>> begin PROVIDED PASSAGE

Internet-Draft                    RIPT                     February 2020


2.  Structure of this Document

   The document is broadly split into two parts - explanatory and
   normative materials.  The explanatory text is non-normative, and
   contains no [RFC2119] language.  Much of this text is meant to help
   readers familiar with SIP, understand how SIP concepts translate (or
   don't) into RIPT.  These sections include Requirements Section 3,
   Terminology Section 4, Reference Architecture Section 5, and
   Deployment Examples Section 7.  The remainder of the document
   specifies normative procedures.

3.  Solution Requirements

   The protocol defined here is based on the following requirements:

   REQ1: The solution shall not require extensions or modifications to
   HTTP/3.

   REQ2: The solution shall work with both L4 and L7 HTTP load balancers

   REQ3: The solution shall work in ways that are compatible with best
   practices for load balancers and proxies supporting HTTP/3, and not
   require any special changes to these load balancers in order to
   function.

>> end PROVIDED PASSAGE

**WHAT YOU NEED TO DO**
A) In the RIPT draft excerpt, which kinds of HTTP load balancers must the solution work with?
B) Summarize the RIPT draft excerpt in two sentences.

>> begin DATA EXCERPT

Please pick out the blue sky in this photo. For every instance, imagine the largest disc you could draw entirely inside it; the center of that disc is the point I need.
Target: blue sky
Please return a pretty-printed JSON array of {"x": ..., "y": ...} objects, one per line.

>> end DATA EXCERPT

**TASK-BY-TASK OUTPUTS**
A) Both L4 and L7 HTTP load balancers.

B) The document has two parts: non-normative explanatory text, much of it meant to help readers familiar with SIP see how SIP concepts do or don't translate into RIPT, and normative procedures. The protocol's requirements are that it must not need extensions or modifications to HTTP/3, must work with both L4 and L7 HTTP load balancers, and must fit best practices for HTTP/3 load balancers and proxies without needing special changes to them.